(Provided passage)
Start of Block

Now, enter in your values, p=.1, q=.9

\(\displaystyle \L\\10(.1)^{2}(.9)^{3}+5(.1)(.9)^{4}+(.9)^{5}=\)one of your choices.

This is just a brief explanation of the binomial distribution.

pka gave it to you in the mathematical form. I went 'around the Horn'.

 

[soroban]

Re: probability word problem (prob. that no more than two di

Hello, Goods!

I'll try to give you a straight answer . . .

Suppose that 10% of the patients who have a certain disease die from it.
If 5 patients have the disease, what is the probability that no more than 2 patients will die from it?

\(\displaystyle a)\;0.0729\;\;\;b)\;0.5905\;\;\;c)\;0.9914\;\;\;d)\;0.8761\)

We have: \(\displaystyle \,P(die)\,=\,0.1\) and \(\displaystyle P(live) \,= \,0.9\)

"No more than 2 die" means: 0 die or 1 dies or 2 die.

We will compute these probabilities and add them.

End of Block

(Complete the following)
1. In the probability word problem, what values are given for p and q?
2. Extend the probability word problem thread from its last sentence.
The entries that come after the probability thread are separate material.

(Entries supplied)
Start of Block

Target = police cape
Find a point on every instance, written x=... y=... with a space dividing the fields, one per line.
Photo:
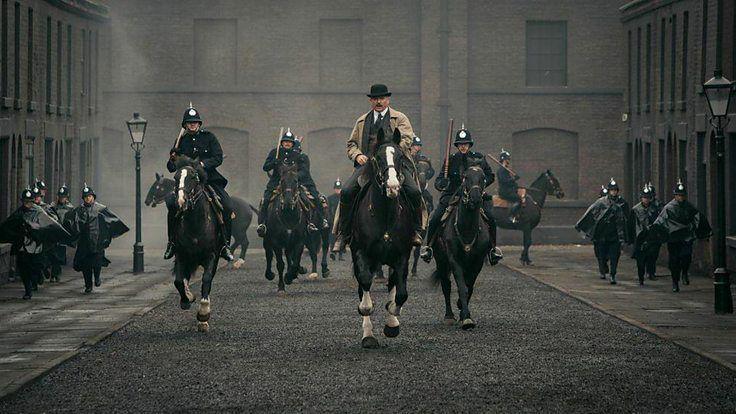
x=32 y=223
x=598 y=221
x=681 y=222
x=93 y=227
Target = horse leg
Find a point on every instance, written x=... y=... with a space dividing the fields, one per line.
x=414 y=263
x=462 y=288
x=442 y=273
x=181 y=282
x=280 y=268
x=525 y=260
x=325 y=239
x=269 y=259
x=203 y=313
x=365 y=308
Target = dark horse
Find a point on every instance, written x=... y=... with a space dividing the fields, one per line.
x=317 y=239
x=462 y=246
x=287 y=227
x=197 y=235
x=243 y=211
x=531 y=213
x=381 y=235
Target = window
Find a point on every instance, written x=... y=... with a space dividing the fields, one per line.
x=58 y=65
x=628 y=74
x=648 y=70
x=683 y=76
x=4 y=50
x=704 y=43
x=673 y=61
x=69 y=69
x=16 y=52
x=48 y=64
x=546 y=53
x=662 y=37
x=29 y=74
x=638 y=70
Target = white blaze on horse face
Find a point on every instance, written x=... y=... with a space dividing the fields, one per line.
x=182 y=177
x=392 y=184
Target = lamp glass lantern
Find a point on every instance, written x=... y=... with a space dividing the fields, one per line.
x=718 y=91
x=137 y=128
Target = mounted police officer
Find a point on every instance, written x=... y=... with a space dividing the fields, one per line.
x=508 y=189
x=361 y=147
x=201 y=145
x=289 y=152
x=57 y=255
x=449 y=185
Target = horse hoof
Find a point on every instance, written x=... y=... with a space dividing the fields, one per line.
x=391 y=332
x=468 y=324
x=203 y=327
x=369 y=342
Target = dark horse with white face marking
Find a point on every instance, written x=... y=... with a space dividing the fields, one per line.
x=531 y=213
x=243 y=211
x=381 y=235
x=462 y=246
x=197 y=235
x=287 y=227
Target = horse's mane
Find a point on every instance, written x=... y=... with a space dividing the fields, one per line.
x=184 y=161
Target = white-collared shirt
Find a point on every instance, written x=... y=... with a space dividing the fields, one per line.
x=375 y=114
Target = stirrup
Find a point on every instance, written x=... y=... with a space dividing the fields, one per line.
x=169 y=253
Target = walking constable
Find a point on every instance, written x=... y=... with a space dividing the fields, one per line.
x=200 y=145
x=604 y=223
x=93 y=226
x=27 y=229
x=646 y=245
x=680 y=224
x=449 y=184
x=361 y=147
x=57 y=253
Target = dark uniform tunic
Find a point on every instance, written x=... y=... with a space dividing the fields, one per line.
x=93 y=226
x=646 y=246
x=604 y=223
x=680 y=224
x=450 y=184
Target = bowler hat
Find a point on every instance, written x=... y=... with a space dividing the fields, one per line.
x=378 y=90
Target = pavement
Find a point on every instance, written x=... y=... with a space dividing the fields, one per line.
x=686 y=318
x=535 y=349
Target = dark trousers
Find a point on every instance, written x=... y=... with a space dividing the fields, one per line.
x=646 y=260
x=89 y=272
x=607 y=253
x=680 y=256
x=29 y=269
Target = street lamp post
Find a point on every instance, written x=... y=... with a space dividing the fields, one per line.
x=718 y=91
x=137 y=129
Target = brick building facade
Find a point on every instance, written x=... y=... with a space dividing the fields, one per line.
x=50 y=97
x=673 y=47
x=541 y=79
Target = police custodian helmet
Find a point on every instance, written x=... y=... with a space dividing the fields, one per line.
x=463 y=137
x=190 y=115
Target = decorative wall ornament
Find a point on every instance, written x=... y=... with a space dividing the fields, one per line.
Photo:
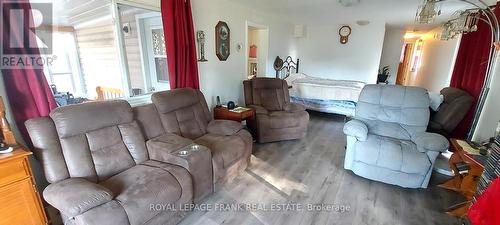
x=200 y=38
x=222 y=41
x=344 y=33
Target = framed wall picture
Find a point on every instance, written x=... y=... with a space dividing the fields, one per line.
x=222 y=41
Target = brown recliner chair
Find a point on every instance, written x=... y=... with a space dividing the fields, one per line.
x=455 y=106
x=184 y=114
x=277 y=118
x=96 y=159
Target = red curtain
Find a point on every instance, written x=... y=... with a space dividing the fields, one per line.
x=181 y=48
x=470 y=68
x=27 y=89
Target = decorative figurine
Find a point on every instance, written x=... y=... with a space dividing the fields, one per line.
x=200 y=37
x=218 y=102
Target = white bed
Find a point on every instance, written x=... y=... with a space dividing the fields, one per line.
x=318 y=94
x=325 y=95
x=305 y=86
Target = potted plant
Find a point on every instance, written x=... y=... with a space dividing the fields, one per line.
x=383 y=74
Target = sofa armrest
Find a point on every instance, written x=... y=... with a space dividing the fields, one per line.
x=75 y=196
x=168 y=142
x=431 y=142
x=224 y=127
x=197 y=161
x=357 y=129
x=294 y=107
x=259 y=109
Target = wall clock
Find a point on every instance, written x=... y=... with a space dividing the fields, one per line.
x=344 y=33
x=222 y=41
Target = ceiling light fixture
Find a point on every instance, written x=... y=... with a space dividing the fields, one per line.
x=464 y=22
x=362 y=22
x=348 y=3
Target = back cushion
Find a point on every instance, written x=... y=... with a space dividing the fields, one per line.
x=149 y=121
x=99 y=139
x=394 y=111
x=269 y=93
x=183 y=112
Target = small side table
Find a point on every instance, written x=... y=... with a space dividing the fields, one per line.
x=20 y=200
x=464 y=184
x=222 y=113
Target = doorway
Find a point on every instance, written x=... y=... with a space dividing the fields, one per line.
x=404 y=66
x=257 y=50
x=411 y=61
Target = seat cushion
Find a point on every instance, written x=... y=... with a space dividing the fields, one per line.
x=225 y=149
x=392 y=154
x=282 y=119
x=139 y=187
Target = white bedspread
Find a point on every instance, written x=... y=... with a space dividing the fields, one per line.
x=304 y=86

End of Block

(Answer set)
1. p = .1 and q = .9

2.
\(\displaystyle P(0\text{ die})\;=\;\begin{pmatrix}5\\0\end{pmatrix} (0.1)^0(0.9)^5 \;=\;0.59049\)

\(\displaystyle P(1\text{ die})\;=\;\begin{pmatrix}5\\1\end{pmatrix}(0.1)^1(0.9)^4\;=\;0.32805\)

\(\displaystyle P(2\text{ die})\;=\;\begin{pmatrix}5\\2\end{pmatrix}(0.1)^2(0.9)^3\;=\;0.0729\)


Therefore: \(\displaystyle \,P(\text{0, 1, or 2 die})\;=\;0.059049\,+\,0.32805\,+\,0.0729\;=\;\)0.99144

 

[pka]

Soroban, you and I have a completely different notion of what ‘straightforward’ means. This question was about helping a man’s daughter find a simple answer.
galactus gave very good answer to expand upon mine.